Source records:
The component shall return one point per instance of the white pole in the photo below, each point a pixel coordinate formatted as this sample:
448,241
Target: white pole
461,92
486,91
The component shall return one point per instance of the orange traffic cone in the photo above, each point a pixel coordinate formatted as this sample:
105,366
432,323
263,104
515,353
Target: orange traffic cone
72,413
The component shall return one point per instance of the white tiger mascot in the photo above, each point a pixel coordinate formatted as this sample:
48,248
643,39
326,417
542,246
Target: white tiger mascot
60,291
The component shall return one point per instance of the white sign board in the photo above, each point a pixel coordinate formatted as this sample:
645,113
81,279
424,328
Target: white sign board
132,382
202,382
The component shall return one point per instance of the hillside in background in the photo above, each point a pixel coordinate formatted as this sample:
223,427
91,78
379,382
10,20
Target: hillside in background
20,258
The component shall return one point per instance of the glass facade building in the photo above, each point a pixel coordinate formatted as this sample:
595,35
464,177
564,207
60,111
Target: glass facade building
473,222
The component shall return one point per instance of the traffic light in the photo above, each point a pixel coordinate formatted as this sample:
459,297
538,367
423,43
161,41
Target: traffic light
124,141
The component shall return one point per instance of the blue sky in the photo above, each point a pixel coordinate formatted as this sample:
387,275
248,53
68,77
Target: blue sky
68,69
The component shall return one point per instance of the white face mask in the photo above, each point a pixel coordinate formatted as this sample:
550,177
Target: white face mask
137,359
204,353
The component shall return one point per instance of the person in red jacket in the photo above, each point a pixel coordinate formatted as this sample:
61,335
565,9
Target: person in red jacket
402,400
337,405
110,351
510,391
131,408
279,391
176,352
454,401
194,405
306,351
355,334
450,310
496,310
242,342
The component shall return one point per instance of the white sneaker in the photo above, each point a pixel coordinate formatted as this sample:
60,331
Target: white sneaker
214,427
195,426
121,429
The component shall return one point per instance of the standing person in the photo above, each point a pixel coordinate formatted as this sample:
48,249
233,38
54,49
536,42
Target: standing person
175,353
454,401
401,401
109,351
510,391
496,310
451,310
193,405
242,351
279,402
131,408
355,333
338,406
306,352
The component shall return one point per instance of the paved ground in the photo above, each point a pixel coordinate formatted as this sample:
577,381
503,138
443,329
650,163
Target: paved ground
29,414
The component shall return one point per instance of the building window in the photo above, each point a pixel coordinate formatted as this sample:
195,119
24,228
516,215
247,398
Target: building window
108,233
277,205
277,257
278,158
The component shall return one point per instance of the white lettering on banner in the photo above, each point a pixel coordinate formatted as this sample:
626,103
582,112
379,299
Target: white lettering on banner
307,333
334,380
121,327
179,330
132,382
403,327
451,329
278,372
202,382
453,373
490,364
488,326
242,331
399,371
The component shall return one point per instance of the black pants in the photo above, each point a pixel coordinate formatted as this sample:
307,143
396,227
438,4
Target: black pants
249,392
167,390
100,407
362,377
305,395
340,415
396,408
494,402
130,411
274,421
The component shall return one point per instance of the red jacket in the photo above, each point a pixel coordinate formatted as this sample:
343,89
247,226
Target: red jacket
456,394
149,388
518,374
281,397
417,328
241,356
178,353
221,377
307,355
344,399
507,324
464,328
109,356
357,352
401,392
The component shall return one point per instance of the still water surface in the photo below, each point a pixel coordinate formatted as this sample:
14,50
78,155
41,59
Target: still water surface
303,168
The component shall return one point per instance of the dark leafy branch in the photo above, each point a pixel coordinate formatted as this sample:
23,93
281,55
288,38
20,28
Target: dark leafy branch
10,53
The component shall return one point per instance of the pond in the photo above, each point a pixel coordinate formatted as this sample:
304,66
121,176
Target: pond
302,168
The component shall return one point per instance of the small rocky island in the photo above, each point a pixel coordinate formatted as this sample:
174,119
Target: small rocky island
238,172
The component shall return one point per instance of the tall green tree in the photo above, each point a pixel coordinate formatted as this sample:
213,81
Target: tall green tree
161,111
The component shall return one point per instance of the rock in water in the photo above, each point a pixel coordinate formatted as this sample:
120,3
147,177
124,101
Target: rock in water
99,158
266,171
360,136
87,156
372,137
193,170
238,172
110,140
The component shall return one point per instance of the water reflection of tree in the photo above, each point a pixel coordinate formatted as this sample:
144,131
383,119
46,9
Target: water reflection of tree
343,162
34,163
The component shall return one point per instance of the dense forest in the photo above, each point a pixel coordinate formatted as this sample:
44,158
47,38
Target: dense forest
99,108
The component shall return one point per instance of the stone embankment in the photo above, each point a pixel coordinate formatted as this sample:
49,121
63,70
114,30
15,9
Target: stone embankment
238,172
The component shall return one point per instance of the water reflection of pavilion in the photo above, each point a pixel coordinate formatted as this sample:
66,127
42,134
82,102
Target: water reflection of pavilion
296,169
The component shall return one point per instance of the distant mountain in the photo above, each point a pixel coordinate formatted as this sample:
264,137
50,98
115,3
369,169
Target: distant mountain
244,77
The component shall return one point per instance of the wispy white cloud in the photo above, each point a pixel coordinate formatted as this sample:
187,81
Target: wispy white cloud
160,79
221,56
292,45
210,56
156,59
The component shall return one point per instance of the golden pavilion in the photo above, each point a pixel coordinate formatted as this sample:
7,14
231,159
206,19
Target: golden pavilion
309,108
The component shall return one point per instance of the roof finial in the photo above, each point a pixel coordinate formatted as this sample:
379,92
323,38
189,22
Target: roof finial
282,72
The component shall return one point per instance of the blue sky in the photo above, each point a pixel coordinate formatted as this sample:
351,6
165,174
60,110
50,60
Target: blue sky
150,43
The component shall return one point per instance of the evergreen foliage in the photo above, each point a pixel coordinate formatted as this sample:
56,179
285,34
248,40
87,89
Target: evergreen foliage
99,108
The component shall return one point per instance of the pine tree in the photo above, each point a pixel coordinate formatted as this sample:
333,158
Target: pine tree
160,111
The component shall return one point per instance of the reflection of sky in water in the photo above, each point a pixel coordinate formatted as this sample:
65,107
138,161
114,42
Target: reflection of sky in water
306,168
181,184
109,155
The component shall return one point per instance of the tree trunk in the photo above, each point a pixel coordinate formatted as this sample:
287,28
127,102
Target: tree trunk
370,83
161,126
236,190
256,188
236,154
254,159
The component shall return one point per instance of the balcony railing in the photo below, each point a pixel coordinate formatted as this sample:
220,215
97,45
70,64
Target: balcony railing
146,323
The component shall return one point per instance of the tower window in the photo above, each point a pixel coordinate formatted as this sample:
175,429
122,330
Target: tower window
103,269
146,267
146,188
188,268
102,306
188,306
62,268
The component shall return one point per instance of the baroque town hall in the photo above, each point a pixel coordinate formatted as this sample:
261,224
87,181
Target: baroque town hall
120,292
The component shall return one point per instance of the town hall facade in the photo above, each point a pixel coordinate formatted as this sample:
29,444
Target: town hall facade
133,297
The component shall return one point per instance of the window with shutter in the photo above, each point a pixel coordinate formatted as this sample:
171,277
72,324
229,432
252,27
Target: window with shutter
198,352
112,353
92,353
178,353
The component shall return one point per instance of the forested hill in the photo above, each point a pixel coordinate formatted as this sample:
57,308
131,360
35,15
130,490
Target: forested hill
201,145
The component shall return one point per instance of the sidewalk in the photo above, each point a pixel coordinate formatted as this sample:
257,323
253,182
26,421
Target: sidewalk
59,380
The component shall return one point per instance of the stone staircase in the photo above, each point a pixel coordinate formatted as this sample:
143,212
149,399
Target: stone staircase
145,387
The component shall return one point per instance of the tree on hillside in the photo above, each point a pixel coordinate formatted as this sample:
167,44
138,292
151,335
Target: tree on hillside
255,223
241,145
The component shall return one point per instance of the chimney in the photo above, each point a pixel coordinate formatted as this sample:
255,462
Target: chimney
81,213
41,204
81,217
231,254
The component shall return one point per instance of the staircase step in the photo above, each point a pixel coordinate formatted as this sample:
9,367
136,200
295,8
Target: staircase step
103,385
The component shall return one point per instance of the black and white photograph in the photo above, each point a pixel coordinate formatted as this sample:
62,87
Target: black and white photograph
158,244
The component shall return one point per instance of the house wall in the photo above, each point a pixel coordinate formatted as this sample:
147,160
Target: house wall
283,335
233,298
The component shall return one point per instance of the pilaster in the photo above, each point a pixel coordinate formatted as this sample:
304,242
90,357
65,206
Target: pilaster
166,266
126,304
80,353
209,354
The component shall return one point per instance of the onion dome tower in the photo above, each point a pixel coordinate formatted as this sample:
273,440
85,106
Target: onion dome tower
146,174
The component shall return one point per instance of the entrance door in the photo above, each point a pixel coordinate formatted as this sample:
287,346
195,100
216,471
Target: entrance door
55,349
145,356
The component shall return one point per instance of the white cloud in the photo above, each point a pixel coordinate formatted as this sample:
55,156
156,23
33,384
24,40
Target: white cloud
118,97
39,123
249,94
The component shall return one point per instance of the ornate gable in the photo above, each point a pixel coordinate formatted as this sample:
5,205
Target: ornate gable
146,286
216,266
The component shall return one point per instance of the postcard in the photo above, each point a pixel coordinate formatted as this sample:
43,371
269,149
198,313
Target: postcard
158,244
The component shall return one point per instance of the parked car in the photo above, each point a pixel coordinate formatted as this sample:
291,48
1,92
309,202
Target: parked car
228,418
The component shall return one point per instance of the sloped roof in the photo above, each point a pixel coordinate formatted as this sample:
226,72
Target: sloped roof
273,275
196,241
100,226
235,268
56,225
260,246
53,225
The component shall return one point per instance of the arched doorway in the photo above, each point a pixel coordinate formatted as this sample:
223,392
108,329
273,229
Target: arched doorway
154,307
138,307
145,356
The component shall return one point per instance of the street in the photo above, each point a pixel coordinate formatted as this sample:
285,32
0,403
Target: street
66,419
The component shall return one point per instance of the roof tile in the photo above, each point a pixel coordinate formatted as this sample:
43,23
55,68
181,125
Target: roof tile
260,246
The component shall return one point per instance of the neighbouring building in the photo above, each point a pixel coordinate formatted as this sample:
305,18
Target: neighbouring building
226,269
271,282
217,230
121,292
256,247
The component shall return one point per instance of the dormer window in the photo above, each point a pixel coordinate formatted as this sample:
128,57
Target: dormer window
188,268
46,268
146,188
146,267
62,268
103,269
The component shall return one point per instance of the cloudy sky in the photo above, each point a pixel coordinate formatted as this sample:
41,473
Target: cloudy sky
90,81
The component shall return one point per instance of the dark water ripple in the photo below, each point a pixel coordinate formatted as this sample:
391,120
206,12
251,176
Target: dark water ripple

What you have to do. Only the lines from the one containing "of the postcard" through the end of the entries above belong in the answer; repeat them exactly.

Answer below.
The component shall return one point per instance of the postcard in the photo above, each point a pixel coordinate formatted as this sample:
43,371
269,149
198,313
Target: postcard
158,244
The component shall return one point per instance of the parked car in the photo above, each point a pixel coordinate formatted as this sample:
291,48
1,92
309,202
Target: parked car
228,418
The component shall return one point per instance of the sloped roof in the photo above, each point a pixel coordinate formatted as this sample:
226,72
Target: sloped roof
273,275
196,241
100,226
235,268
56,225
260,246
53,225
The component shall return one point per instance of the arched doorway in the photo above, each point a pixel coordinate formatted as this sample:
223,392
108,329
273,229
Target: arched doorway
154,307
138,307
145,356
The component shall return one point per instance of the street in the photo above, each point a pixel coordinate formatted as this sample:
285,32
0,403
Target: street
66,419
The component shall return one point per instance of the roof tile in the photo above, each point a pixel coordinate formatted as this sample:
43,23
55,68
181,125
Target: roof tile
260,246
The component shall return one point per instance of the neighbouring building in the photo above, each point a pixel coordinate formatted as this sample:
305,18
Target: neighbouring building
226,269
271,282
217,230
121,292
256,247
The component shall return one point per instance of the dormer window in the photo above, each point a pixel coordinate formatted as this sample:
128,57
Target: dormer window
188,268
46,268
146,188
146,267
62,268
103,269
The component shall return one point per instance of the cloudy sky in the photo above, each point a pixel coordinate formatted as this sample:
41,473
Target: cloudy sky
90,81
The component shall return one point per instance of the dark water ripple in the photo below, each point a pixel coordinate formatted as this sample:
391,120
206,12
251,176
Target: dark water ripple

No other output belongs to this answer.